- [GIVEN INSTRUCTION]: Report each line of the material below that contains the word "standing".

— START —

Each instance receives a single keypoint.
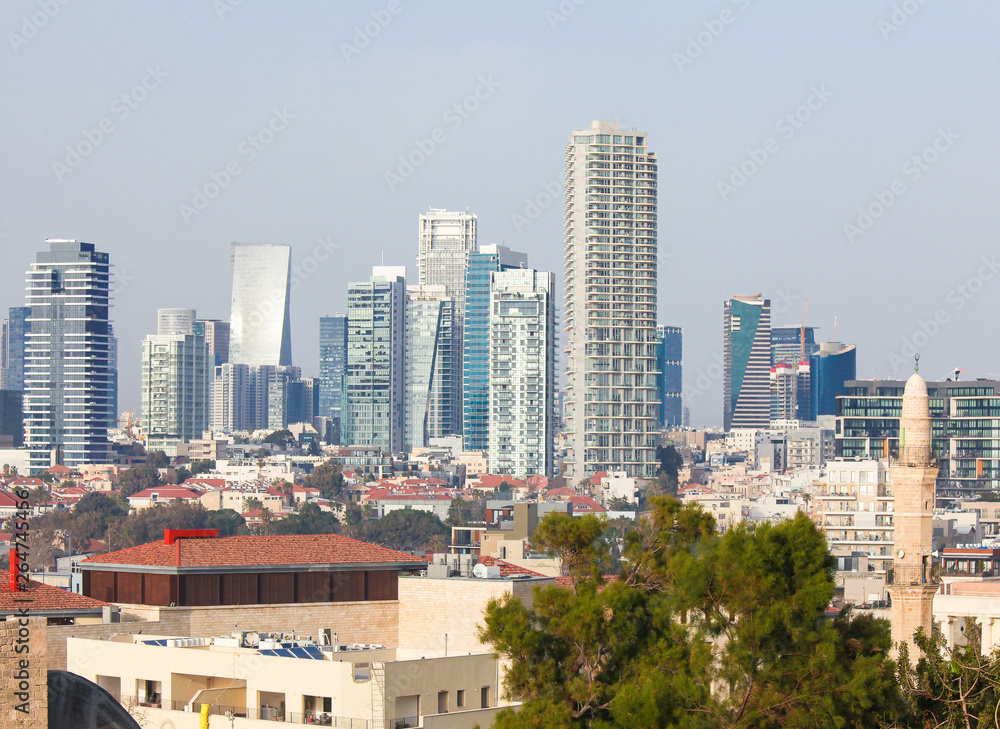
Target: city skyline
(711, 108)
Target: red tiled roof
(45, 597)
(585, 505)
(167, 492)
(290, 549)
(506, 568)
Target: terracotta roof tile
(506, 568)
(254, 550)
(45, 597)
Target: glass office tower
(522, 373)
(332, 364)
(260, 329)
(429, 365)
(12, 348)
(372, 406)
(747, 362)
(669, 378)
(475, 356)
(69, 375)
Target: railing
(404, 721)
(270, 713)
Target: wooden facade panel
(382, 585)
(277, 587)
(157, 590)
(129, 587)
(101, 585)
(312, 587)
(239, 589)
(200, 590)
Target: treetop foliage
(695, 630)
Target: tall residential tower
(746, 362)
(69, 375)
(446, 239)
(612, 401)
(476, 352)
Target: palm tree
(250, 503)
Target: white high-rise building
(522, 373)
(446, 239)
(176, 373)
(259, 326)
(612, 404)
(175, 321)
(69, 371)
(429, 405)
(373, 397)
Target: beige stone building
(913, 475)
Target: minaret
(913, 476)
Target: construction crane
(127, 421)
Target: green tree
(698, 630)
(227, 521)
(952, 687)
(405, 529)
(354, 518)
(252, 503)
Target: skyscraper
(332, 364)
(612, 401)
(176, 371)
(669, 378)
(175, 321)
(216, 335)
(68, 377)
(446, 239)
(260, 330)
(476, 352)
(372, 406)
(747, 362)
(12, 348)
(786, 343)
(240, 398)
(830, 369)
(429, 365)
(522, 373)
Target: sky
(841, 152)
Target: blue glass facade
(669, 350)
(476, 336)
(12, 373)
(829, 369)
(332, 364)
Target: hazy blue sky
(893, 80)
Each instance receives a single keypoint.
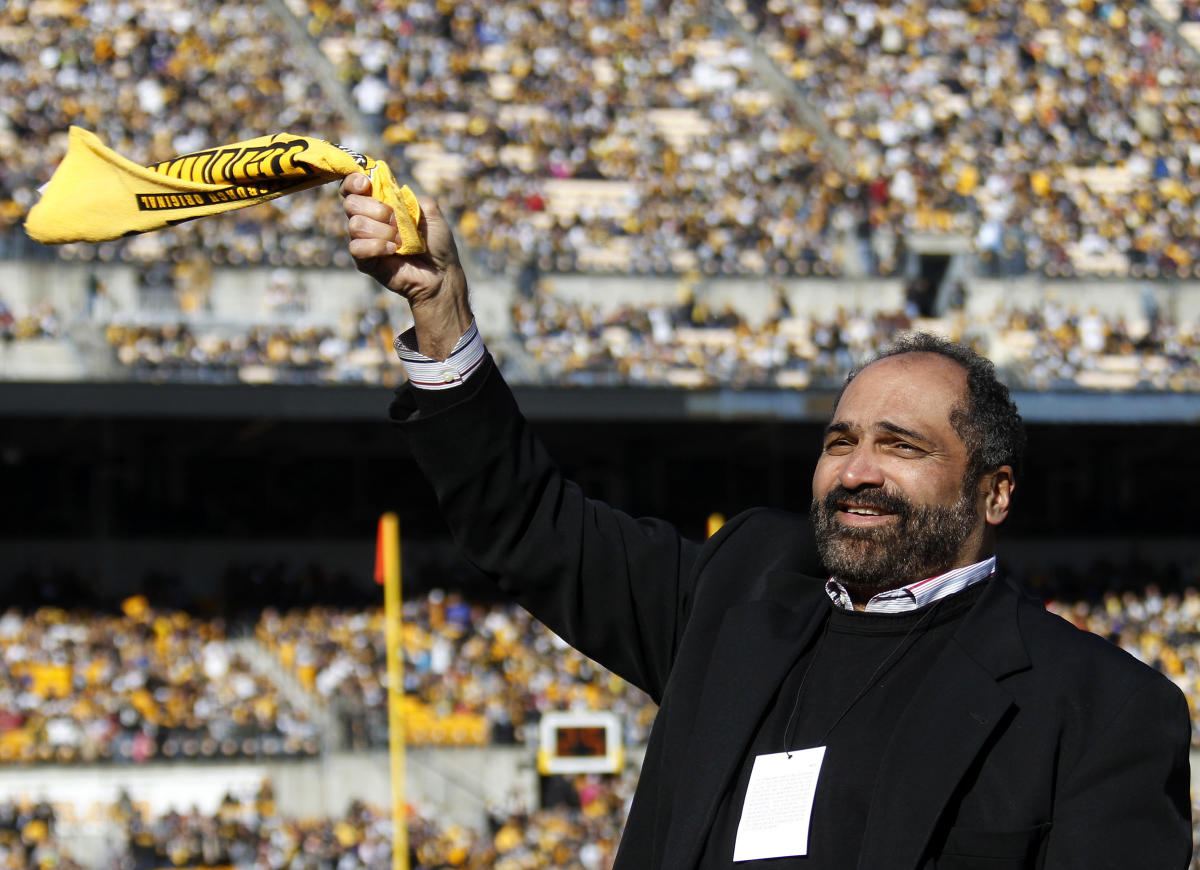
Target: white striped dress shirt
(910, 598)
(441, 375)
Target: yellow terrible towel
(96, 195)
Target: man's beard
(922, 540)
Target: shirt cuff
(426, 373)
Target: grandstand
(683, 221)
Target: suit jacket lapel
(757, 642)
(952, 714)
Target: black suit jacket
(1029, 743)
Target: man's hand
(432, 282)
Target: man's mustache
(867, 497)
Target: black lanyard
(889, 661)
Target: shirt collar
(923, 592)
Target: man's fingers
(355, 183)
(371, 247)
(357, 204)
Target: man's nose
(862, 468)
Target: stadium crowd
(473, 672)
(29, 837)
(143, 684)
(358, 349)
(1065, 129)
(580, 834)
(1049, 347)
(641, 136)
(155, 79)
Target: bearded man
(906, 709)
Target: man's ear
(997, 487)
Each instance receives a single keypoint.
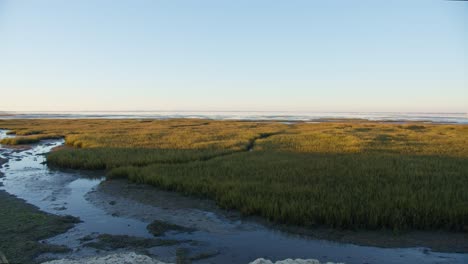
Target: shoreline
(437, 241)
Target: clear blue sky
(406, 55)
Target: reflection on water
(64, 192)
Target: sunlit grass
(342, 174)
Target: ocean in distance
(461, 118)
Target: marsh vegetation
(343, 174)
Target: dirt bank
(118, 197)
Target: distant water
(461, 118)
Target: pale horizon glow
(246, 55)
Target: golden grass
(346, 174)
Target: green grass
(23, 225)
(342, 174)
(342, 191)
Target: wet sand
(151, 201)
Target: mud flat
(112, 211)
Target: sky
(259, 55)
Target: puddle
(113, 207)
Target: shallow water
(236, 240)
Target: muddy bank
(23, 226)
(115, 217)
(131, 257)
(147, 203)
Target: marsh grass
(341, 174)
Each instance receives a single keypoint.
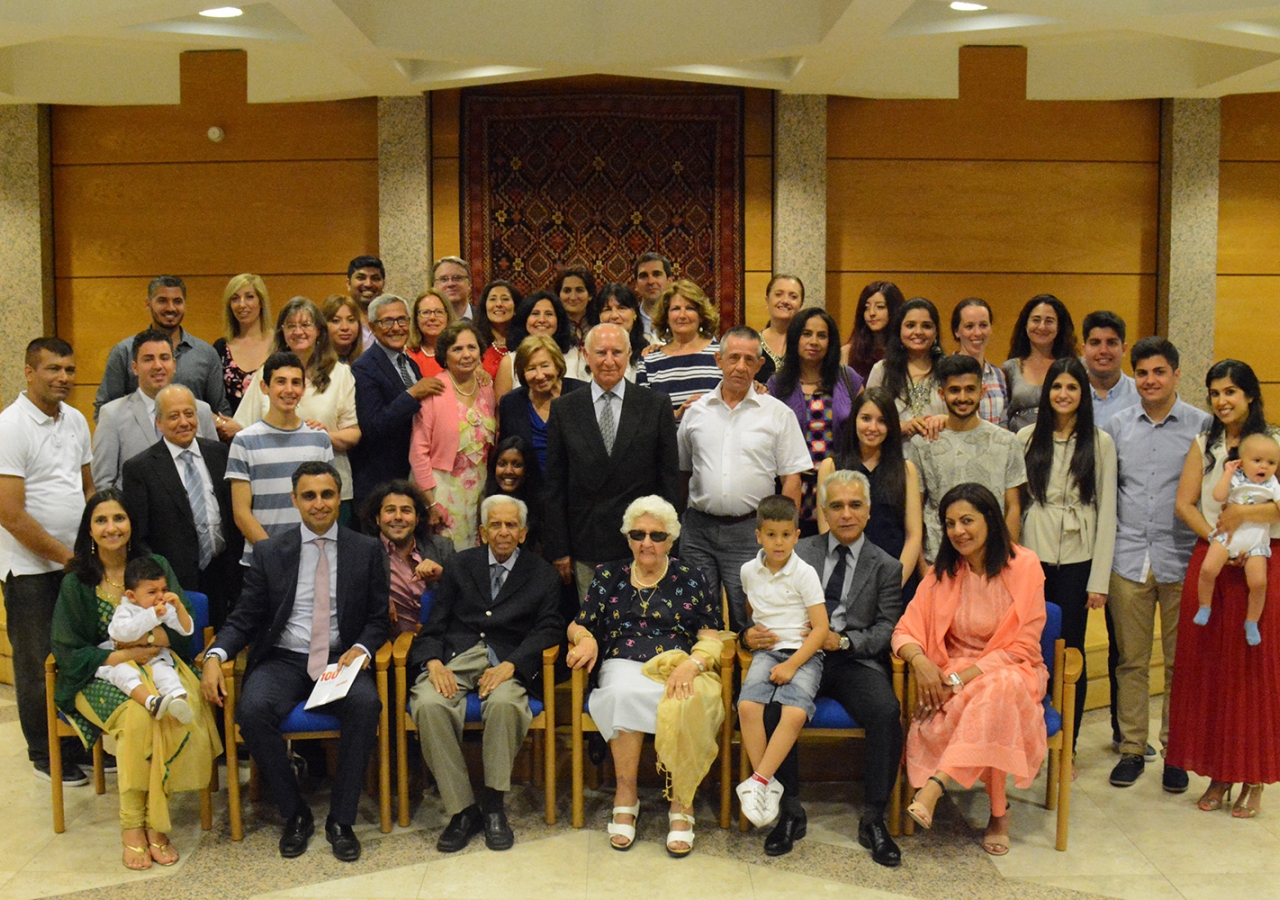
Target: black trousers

— END —
— START —

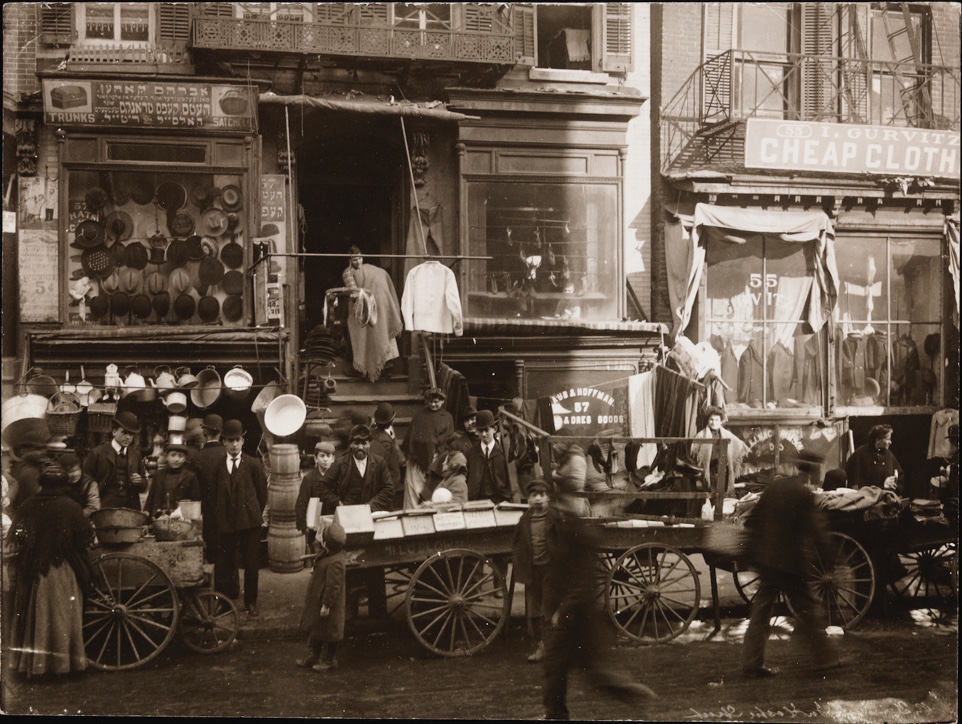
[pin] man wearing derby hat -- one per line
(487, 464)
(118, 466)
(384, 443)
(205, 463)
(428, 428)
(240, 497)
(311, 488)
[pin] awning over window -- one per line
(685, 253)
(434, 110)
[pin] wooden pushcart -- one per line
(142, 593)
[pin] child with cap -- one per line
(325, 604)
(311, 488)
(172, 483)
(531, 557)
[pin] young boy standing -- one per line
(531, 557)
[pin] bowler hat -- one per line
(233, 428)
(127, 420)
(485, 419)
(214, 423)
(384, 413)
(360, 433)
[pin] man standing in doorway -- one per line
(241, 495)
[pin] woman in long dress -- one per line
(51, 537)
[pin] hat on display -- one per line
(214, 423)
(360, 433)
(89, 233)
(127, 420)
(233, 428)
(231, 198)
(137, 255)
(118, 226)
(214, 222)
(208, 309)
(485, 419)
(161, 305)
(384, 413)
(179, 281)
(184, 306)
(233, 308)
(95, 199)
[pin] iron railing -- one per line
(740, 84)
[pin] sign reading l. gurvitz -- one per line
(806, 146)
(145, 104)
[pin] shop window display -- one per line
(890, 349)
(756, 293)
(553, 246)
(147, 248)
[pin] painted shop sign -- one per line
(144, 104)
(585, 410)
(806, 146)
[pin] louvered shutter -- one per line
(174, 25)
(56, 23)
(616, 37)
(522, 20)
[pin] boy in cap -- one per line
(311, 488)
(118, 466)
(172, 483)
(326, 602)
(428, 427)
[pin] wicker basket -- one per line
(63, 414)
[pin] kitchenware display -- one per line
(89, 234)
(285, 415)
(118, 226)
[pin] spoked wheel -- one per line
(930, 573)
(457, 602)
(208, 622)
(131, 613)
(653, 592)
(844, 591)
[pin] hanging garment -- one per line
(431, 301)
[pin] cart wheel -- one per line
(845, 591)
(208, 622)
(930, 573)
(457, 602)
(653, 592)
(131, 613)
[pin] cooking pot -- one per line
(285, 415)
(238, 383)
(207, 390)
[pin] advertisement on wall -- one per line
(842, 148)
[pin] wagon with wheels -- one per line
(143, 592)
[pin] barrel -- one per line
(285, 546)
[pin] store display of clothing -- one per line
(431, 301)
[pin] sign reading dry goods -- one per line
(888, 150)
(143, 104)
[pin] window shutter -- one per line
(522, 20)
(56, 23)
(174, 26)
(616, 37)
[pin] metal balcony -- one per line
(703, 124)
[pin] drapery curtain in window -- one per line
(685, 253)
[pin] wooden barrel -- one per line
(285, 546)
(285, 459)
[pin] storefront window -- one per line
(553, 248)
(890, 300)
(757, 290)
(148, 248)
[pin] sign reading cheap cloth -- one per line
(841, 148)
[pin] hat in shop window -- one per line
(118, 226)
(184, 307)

— END —

- [FINISHED TASK]:
[pin] young boy standing -- one per line
[pin] man standing in doorway -- one per line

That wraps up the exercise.